WORK REQUEST:
Give back exactly the stretch of data below from the line holding "pixel 526 352" through the line holding "Query: fan pull chain", both ends included, and leave the remaining lines out.

RECORDED INFORMATION:

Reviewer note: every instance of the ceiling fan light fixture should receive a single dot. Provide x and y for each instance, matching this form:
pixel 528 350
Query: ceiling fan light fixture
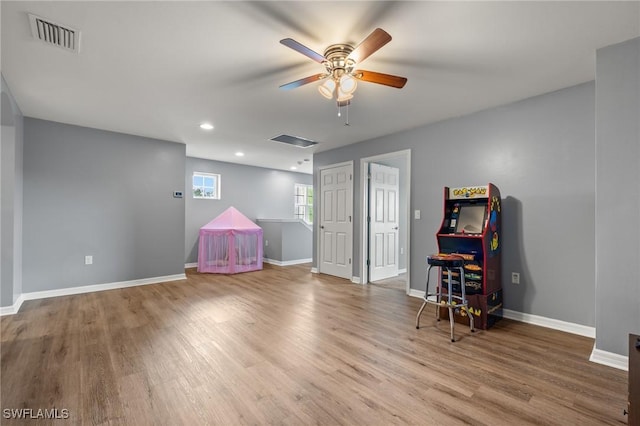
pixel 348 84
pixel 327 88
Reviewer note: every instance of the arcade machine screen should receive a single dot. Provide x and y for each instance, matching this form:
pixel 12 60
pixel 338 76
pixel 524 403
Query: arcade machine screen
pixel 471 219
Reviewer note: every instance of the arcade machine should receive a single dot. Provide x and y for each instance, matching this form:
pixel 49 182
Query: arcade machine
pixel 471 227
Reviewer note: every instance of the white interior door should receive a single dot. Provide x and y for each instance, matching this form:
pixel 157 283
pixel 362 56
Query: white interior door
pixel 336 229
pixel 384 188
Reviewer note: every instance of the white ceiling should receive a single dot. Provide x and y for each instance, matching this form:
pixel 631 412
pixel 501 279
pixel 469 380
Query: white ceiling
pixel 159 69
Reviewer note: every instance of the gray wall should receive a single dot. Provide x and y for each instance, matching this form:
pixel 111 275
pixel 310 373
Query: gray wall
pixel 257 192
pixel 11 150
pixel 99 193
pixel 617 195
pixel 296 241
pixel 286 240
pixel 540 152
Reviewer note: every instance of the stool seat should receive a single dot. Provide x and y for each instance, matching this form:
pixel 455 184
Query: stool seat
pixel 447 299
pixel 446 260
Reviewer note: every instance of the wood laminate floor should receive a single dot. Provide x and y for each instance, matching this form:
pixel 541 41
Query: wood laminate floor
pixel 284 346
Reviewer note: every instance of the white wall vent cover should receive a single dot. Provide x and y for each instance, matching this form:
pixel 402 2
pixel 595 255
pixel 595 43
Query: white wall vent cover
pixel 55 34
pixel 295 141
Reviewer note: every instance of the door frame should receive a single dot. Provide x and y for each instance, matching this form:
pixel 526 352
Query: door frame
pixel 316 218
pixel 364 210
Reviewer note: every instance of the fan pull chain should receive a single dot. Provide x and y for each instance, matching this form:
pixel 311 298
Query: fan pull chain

...

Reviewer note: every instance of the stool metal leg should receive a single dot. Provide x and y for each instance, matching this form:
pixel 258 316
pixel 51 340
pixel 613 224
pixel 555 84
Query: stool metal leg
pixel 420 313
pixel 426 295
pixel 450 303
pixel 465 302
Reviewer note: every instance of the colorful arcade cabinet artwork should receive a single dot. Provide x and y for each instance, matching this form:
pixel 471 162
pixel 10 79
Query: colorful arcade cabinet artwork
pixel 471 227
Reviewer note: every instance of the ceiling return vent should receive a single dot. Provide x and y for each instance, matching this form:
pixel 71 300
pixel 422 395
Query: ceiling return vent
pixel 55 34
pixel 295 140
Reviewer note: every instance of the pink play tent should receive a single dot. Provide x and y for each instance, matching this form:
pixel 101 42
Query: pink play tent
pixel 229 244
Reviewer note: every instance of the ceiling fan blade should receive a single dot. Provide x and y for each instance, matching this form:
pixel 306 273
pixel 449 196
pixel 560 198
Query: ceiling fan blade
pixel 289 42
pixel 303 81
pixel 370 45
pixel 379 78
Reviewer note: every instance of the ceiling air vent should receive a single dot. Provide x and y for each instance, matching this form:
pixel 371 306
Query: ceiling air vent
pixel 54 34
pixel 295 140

WORKED SOLUTION:
pixel 526 352
Query: door frame
pixel 316 218
pixel 364 210
Reviewer note: every instance of the fan pull chain should receive a single dot. Provide x and y for each instance, matching this form:
pixel 311 298
Query: fan pull chain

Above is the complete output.